TEXTO DO EXERCÍCIO

__________________________________________________

Os resultados de Nejar contrariam um padrão apontado em uma série de pesquisas anteriores sobre o tema analisadas por ele em sua revisão bibliográfica. Esses estudos indicavam uma ligação do suicídio com o clima: o número de mortes se concentrava sobretudo nos dias ensolarados e, principalmente, no verão, ao contrário do que poderia sugerir o senso comum.

 
Segundo Nejar, muitos desses estudos tratavam da luz solar e a temperatura como os únicos fatores responsáveis por variações nos índices de suicídio. “É difícil afirmar correlações nesse tema, já que há outros aspectos envolvidos, como características culturais e aspectos sócio-econômicos”, explica. Ele cita como exemplo um estudo inglês que afirmava inicialmente que o café causava câncer de pulmão. “Apesar de corretas as análises estatísticas, posteriormente comprovou-se que a verdadeira causa era o tabagismo, hábito associado ao de beber café.”
 

Homens x Mulheres
Na maioria dos estudos sobre suicídio, nota-se uma grande diferença no número de mortes entre os sexos. No caso da pesquisa em São Paulo, 76,9% dos crimes foram cometidos por homens. Segundo Nejar, fatores neurológicos parecem não explicar essa variação. “O comportamento social afeta de modo diferente homens e mulheres em diversos momentos da vida, como na transição da adolescência para a idade adulta”, explica. “Talvez essa diferença percentual vá além de questões neurológicas e esteja relacionada predominantemente com aspectos culturais, econômicos e sociais.”

Segundo o psicoterapeuta, as associações entre clima e suicídio podem ser maiores em locais onde há estações do ano mais destacadas, como no norte europeu, em regiões mais próximas dos pólos. Mesmo assim, não se pode responsabilizar totalmente a luz solar, a temperatura ou as estações do ano. “Atualmente, o ambiente pode ser, em alguns aspectos, controlado pelo homem. Podemos nos aquecer no frio ou nos refrescar no calor.”

 
Se a influência da luz do sol no suicídio é uma questão polêmica, o que é quase certo entre pesquisadores é a relação entre aspectos biológicos com esse tipo de morte. Segundo Nejar, a disfunção do neurotransmissor serotonina, por exemplo, está relacionada com as depressões, esquizofrenias, entre outras doenças psíquicas que, por sua vez, estão ligadas a uma maior freqüência de suicídio. “Há também estudos, ainda em fase preliminar, que buscam identificar uma predisposição genética para o suicídio, além de uma possível associação com um determinado gene.”

__________________________________________________

MATERIAL DE ESTUDO
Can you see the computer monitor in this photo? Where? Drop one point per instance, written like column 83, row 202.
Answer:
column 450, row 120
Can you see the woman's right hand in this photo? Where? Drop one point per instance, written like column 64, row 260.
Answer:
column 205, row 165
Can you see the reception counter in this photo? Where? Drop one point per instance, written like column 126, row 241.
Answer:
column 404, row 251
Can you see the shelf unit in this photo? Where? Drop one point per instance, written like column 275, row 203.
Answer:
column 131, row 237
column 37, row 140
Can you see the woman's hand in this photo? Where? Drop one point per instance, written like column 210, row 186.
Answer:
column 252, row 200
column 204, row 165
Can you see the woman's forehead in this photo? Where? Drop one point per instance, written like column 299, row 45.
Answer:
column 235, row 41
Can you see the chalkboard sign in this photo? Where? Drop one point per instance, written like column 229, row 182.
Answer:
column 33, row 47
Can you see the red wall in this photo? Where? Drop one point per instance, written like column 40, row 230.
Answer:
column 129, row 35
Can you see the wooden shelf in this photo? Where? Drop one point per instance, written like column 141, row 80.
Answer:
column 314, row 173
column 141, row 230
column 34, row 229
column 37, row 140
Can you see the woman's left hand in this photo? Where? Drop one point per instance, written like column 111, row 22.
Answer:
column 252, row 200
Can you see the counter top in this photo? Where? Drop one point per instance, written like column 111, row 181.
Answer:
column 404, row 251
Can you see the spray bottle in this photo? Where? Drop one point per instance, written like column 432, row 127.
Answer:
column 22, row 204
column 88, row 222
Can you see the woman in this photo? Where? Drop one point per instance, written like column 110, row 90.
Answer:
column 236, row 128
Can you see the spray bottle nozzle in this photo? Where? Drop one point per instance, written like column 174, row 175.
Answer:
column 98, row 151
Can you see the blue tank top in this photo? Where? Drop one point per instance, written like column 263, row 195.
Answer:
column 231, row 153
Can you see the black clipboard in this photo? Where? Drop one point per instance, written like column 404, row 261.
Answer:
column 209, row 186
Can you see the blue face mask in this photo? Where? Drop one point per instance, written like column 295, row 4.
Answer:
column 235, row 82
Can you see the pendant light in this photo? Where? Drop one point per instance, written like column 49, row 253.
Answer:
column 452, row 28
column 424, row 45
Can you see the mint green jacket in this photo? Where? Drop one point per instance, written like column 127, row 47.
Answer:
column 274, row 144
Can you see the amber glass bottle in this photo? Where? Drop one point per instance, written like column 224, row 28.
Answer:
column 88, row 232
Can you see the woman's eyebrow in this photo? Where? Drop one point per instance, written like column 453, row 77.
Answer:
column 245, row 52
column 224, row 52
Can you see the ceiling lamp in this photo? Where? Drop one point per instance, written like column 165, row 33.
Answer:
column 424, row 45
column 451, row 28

__________________________________________________

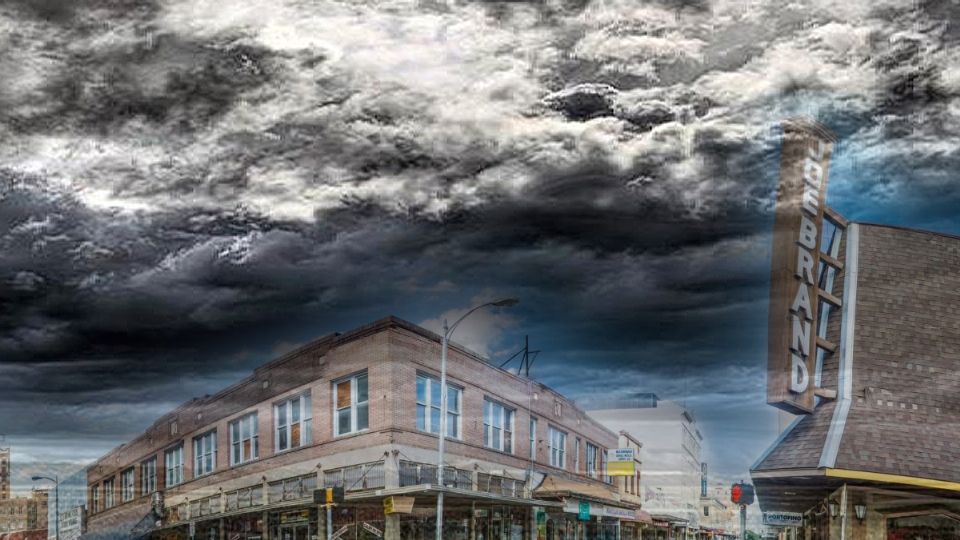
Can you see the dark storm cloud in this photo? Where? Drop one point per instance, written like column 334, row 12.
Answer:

__________________________________________________

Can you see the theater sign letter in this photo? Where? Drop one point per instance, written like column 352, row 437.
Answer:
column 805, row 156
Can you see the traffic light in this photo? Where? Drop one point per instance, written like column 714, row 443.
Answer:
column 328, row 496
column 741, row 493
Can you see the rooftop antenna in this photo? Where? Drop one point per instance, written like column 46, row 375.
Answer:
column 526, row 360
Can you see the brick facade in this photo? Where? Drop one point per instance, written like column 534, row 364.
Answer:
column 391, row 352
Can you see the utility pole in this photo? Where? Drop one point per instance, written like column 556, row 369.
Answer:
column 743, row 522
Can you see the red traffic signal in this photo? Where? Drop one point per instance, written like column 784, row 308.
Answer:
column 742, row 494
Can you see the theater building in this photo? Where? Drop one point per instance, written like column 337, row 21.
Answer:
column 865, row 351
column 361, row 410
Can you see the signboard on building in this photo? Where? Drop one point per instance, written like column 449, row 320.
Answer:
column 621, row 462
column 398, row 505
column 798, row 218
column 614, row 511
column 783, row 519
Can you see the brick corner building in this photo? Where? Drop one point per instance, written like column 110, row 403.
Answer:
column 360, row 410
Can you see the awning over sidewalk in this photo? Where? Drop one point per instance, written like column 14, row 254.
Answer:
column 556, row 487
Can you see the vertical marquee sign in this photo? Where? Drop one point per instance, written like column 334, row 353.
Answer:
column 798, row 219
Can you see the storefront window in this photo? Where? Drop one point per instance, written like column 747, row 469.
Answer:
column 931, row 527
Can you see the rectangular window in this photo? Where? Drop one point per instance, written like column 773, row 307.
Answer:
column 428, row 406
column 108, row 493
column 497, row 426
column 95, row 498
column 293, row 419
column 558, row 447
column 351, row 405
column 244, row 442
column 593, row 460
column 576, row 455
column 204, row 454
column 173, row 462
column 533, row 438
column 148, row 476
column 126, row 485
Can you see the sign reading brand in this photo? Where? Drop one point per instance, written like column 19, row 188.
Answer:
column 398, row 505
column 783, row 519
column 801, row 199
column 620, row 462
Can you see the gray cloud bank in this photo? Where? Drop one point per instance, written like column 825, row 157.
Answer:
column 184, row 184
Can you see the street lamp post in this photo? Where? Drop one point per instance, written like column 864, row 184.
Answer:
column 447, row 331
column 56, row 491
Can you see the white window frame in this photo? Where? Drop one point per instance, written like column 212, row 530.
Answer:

__________________________________________________

Indique se cada afirmação concorda com o texto sobre suicídio e clima e responda sim ou não, citando as palavras do texto que decidem a questão. 1. Na pesquisa em São Paulo, a maior parte dos casos envolveu homens. 2. Para Nejar, fatores neurológicos explicam a diferença entre os sexos. 3. Os estudos sobre predisposição genética para o suicídio já foram concluídos. Os registros formam um material independente do texto.

1. Sim: “No caso da pesquisa em São Paulo, 76,9% dos crimes foram cometidos por homens.”
2. Não: “Segundo Nejar, fatores neurológicos parecem não explicar essa variação.”
3. Não: “Há também estudos, ainda em fase preliminar, que buscam identificar uma predisposição genética para o suicídio”